Point annotation records
════════

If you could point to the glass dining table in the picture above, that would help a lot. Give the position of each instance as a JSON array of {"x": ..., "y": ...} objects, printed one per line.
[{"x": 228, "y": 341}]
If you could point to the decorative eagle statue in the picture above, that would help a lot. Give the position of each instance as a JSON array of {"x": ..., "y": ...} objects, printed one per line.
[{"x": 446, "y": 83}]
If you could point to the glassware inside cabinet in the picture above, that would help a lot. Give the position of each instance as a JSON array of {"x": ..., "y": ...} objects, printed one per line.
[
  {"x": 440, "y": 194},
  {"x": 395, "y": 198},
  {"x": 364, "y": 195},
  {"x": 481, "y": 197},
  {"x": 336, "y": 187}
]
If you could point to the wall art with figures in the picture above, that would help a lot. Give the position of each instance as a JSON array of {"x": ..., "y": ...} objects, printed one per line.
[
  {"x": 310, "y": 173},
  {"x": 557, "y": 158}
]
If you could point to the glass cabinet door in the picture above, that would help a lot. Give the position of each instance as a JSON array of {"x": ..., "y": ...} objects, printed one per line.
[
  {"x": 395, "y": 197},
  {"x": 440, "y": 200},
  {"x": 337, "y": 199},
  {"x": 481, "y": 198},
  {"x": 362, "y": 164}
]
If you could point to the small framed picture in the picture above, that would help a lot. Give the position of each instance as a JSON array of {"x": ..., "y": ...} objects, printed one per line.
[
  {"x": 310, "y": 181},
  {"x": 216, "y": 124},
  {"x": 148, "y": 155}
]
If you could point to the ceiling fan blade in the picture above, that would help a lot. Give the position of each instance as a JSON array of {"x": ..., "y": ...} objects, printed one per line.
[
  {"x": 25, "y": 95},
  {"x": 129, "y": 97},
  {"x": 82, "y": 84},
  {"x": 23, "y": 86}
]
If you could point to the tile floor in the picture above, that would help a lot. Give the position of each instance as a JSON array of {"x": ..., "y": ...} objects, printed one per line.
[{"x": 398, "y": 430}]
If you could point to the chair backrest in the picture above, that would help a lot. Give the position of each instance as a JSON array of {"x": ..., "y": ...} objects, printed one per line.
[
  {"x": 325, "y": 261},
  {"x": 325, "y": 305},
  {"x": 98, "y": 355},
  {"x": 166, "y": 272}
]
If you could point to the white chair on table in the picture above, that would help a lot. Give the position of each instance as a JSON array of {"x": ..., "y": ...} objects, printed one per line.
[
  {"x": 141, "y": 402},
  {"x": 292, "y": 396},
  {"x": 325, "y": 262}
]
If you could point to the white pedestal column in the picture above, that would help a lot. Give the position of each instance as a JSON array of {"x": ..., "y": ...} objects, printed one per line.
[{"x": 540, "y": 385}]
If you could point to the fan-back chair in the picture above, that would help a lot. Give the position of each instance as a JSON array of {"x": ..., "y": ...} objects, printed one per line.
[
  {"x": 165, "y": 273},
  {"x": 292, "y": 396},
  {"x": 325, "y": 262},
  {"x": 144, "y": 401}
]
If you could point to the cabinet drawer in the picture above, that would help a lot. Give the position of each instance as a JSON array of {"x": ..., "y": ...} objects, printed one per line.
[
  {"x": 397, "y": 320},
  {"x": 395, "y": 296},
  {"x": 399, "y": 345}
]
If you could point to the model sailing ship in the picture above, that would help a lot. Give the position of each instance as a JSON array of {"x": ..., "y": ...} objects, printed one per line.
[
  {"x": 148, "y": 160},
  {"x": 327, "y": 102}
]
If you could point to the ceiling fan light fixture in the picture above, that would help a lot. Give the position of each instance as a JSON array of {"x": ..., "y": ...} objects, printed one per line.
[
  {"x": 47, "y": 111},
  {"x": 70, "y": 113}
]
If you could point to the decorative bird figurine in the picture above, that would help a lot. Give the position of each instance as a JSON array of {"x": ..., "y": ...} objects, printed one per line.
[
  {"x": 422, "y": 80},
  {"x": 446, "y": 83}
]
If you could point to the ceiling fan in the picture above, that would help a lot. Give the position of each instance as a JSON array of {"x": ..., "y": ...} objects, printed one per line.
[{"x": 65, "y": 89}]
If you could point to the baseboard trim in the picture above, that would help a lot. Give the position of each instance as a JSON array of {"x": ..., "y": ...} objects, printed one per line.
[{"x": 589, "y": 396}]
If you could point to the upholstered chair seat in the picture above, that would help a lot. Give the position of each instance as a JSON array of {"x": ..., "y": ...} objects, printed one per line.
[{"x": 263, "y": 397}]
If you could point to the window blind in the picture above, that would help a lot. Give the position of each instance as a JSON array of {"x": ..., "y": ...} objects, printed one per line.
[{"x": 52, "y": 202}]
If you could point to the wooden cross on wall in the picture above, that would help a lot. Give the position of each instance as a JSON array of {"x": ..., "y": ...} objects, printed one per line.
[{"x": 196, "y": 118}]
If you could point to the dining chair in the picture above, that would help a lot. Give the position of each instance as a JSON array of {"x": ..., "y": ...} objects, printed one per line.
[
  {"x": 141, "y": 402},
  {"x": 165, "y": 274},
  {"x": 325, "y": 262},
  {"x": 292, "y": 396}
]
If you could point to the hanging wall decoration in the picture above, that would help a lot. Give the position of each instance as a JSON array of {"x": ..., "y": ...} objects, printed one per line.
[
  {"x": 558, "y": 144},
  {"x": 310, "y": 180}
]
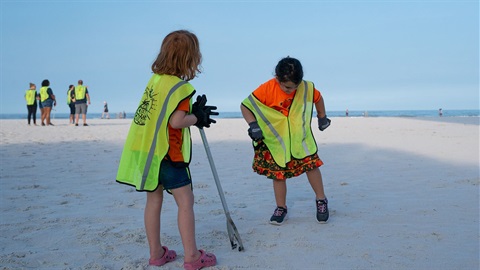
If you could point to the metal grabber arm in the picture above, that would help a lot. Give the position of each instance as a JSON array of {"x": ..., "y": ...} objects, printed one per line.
[{"x": 231, "y": 228}]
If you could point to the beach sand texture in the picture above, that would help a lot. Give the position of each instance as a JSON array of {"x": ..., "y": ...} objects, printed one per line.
[{"x": 403, "y": 194}]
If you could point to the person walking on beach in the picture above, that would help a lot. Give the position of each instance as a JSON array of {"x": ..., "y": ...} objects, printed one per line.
[
  {"x": 279, "y": 114},
  {"x": 71, "y": 103},
  {"x": 31, "y": 99},
  {"x": 157, "y": 152},
  {"x": 81, "y": 99},
  {"x": 105, "y": 111},
  {"x": 48, "y": 101}
]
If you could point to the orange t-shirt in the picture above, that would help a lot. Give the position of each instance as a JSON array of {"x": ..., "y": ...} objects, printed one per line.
[
  {"x": 175, "y": 136},
  {"x": 270, "y": 94}
]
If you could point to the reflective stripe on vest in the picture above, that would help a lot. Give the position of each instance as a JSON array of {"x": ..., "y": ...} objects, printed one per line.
[
  {"x": 147, "y": 143},
  {"x": 80, "y": 92},
  {"x": 30, "y": 96},
  {"x": 43, "y": 93},
  {"x": 287, "y": 136}
]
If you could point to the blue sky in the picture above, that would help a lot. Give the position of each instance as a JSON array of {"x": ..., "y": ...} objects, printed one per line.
[{"x": 362, "y": 55}]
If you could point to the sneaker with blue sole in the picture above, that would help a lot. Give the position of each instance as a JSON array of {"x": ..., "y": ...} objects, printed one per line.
[
  {"x": 322, "y": 210},
  {"x": 279, "y": 216}
]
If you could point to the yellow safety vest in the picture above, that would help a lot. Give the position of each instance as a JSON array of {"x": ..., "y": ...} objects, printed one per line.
[
  {"x": 30, "y": 96},
  {"x": 147, "y": 142},
  {"x": 43, "y": 93},
  {"x": 69, "y": 96},
  {"x": 287, "y": 136},
  {"x": 80, "y": 91}
]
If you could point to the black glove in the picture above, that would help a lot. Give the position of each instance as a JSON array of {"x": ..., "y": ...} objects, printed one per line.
[
  {"x": 254, "y": 131},
  {"x": 203, "y": 112},
  {"x": 323, "y": 123}
]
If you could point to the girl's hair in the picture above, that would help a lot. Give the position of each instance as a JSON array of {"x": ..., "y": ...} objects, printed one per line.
[
  {"x": 289, "y": 69},
  {"x": 179, "y": 55}
]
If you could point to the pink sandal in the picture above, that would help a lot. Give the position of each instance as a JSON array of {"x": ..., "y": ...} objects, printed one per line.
[
  {"x": 205, "y": 260},
  {"x": 168, "y": 256}
]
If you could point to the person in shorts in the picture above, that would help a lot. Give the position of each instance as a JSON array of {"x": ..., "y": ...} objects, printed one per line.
[
  {"x": 82, "y": 100},
  {"x": 162, "y": 120}
]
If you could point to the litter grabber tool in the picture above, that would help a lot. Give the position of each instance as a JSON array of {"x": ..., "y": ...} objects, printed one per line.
[{"x": 231, "y": 228}]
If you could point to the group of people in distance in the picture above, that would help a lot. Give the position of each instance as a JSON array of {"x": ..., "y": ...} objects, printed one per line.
[
  {"x": 78, "y": 100},
  {"x": 279, "y": 114}
]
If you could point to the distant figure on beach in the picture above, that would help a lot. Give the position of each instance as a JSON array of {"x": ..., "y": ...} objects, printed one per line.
[
  {"x": 168, "y": 167},
  {"x": 71, "y": 103},
  {"x": 48, "y": 101},
  {"x": 31, "y": 99},
  {"x": 105, "y": 111},
  {"x": 284, "y": 145},
  {"x": 81, "y": 99}
]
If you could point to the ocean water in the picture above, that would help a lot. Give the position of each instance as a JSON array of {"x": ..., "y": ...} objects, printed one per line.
[{"x": 397, "y": 113}]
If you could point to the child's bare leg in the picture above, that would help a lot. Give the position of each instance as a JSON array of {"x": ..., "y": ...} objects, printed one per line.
[
  {"x": 153, "y": 209},
  {"x": 186, "y": 221},
  {"x": 315, "y": 178},
  {"x": 280, "y": 190}
]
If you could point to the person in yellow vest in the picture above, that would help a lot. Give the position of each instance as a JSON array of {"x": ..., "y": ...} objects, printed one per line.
[
  {"x": 279, "y": 114},
  {"x": 71, "y": 103},
  {"x": 157, "y": 152},
  {"x": 48, "y": 101},
  {"x": 81, "y": 99},
  {"x": 31, "y": 99}
]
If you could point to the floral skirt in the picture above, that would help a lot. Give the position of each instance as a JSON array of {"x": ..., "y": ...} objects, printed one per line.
[{"x": 264, "y": 164}]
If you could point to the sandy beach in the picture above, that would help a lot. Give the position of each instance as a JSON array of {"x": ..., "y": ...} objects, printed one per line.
[{"x": 403, "y": 194}]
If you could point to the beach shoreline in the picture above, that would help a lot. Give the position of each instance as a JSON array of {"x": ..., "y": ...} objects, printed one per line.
[{"x": 403, "y": 193}]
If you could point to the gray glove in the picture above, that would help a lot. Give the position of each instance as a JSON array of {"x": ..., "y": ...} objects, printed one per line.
[
  {"x": 323, "y": 123},
  {"x": 254, "y": 131}
]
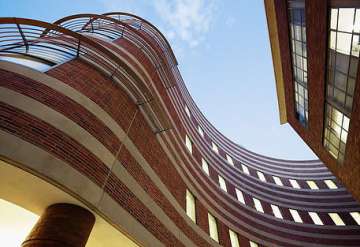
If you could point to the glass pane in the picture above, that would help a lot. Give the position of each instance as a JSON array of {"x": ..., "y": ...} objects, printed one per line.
[
  {"x": 355, "y": 46},
  {"x": 343, "y": 43},
  {"x": 334, "y": 13},
  {"x": 346, "y": 19}
]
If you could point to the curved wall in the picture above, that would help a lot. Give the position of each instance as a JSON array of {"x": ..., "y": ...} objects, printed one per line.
[{"x": 109, "y": 126}]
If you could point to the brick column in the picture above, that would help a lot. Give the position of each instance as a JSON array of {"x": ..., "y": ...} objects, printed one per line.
[{"x": 61, "y": 225}]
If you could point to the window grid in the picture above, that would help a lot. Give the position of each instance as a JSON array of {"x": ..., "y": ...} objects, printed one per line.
[
  {"x": 343, "y": 56},
  {"x": 213, "y": 228},
  {"x": 205, "y": 166},
  {"x": 190, "y": 205},
  {"x": 234, "y": 239},
  {"x": 299, "y": 59},
  {"x": 222, "y": 183}
]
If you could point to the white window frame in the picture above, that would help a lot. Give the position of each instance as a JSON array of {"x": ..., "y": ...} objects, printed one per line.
[
  {"x": 240, "y": 196},
  {"x": 200, "y": 130},
  {"x": 222, "y": 183},
  {"x": 356, "y": 217},
  {"x": 205, "y": 166},
  {"x": 258, "y": 206},
  {"x": 316, "y": 218},
  {"x": 294, "y": 184},
  {"x": 296, "y": 216},
  {"x": 188, "y": 143},
  {"x": 312, "y": 184},
  {"x": 276, "y": 211},
  {"x": 337, "y": 219},
  {"x": 230, "y": 160},
  {"x": 261, "y": 176},
  {"x": 213, "y": 231},
  {"x": 278, "y": 181},
  {"x": 245, "y": 169},
  {"x": 253, "y": 244},
  {"x": 214, "y": 147},
  {"x": 234, "y": 239},
  {"x": 187, "y": 111},
  {"x": 330, "y": 184},
  {"x": 190, "y": 206}
]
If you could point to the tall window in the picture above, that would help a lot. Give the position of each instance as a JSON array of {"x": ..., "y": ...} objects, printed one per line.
[
  {"x": 343, "y": 56},
  {"x": 234, "y": 240},
  {"x": 213, "y": 228},
  {"x": 190, "y": 205},
  {"x": 299, "y": 58}
]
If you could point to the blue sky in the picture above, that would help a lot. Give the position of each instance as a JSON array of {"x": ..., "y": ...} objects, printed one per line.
[{"x": 224, "y": 57}]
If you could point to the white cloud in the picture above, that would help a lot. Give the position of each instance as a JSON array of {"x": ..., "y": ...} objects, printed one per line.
[{"x": 188, "y": 20}]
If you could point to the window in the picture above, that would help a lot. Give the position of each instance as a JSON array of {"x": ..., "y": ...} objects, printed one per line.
[
  {"x": 230, "y": 160},
  {"x": 28, "y": 61},
  {"x": 261, "y": 176},
  {"x": 312, "y": 185},
  {"x": 187, "y": 111},
  {"x": 213, "y": 228},
  {"x": 337, "y": 219},
  {"x": 214, "y": 148},
  {"x": 201, "y": 132},
  {"x": 222, "y": 183},
  {"x": 315, "y": 217},
  {"x": 258, "y": 206},
  {"x": 240, "y": 196},
  {"x": 299, "y": 58},
  {"x": 253, "y": 244},
  {"x": 278, "y": 181},
  {"x": 234, "y": 240},
  {"x": 356, "y": 217},
  {"x": 294, "y": 184},
  {"x": 342, "y": 64},
  {"x": 190, "y": 205},
  {"x": 188, "y": 143},
  {"x": 205, "y": 166},
  {"x": 276, "y": 211},
  {"x": 330, "y": 184},
  {"x": 296, "y": 216},
  {"x": 245, "y": 169}
]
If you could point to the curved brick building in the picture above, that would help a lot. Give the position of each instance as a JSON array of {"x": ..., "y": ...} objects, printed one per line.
[{"x": 99, "y": 136}]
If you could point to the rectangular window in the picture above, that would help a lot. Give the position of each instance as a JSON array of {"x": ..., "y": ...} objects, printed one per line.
[
  {"x": 187, "y": 111},
  {"x": 245, "y": 169},
  {"x": 294, "y": 184},
  {"x": 330, "y": 184},
  {"x": 234, "y": 239},
  {"x": 356, "y": 217},
  {"x": 316, "y": 219},
  {"x": 278, "y": 181},
  {"x": 201, "y": 132},
  {"x": 312, "y": 185},
  {"x": 297, "y": 31},
  {"x": 276, "y": 211},
  {"x": 222, "y": 183},
  {"x": 214, "y": 148},
  {"x": 205, "y": 166},
  {"x": 213, "y": 227},
  {"x": 337, "y": 219},
  {"x": 342, "y": 64},
  {"x": 240, "y": 196},
  {"x": 190, "y": 205},
  {"x": 261, "y": 176},
  {"x": 188, "y": 143},
  {"x": 253, "y": 244},
  {"x": 296, "y": 216},
  {"x": 230, "y": 160},
  {"x": 258, "y": 205}
]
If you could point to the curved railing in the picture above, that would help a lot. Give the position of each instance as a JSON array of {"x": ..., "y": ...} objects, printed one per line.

════════

Tally the lines in the data above that contain the word "decorative". State only the count.

2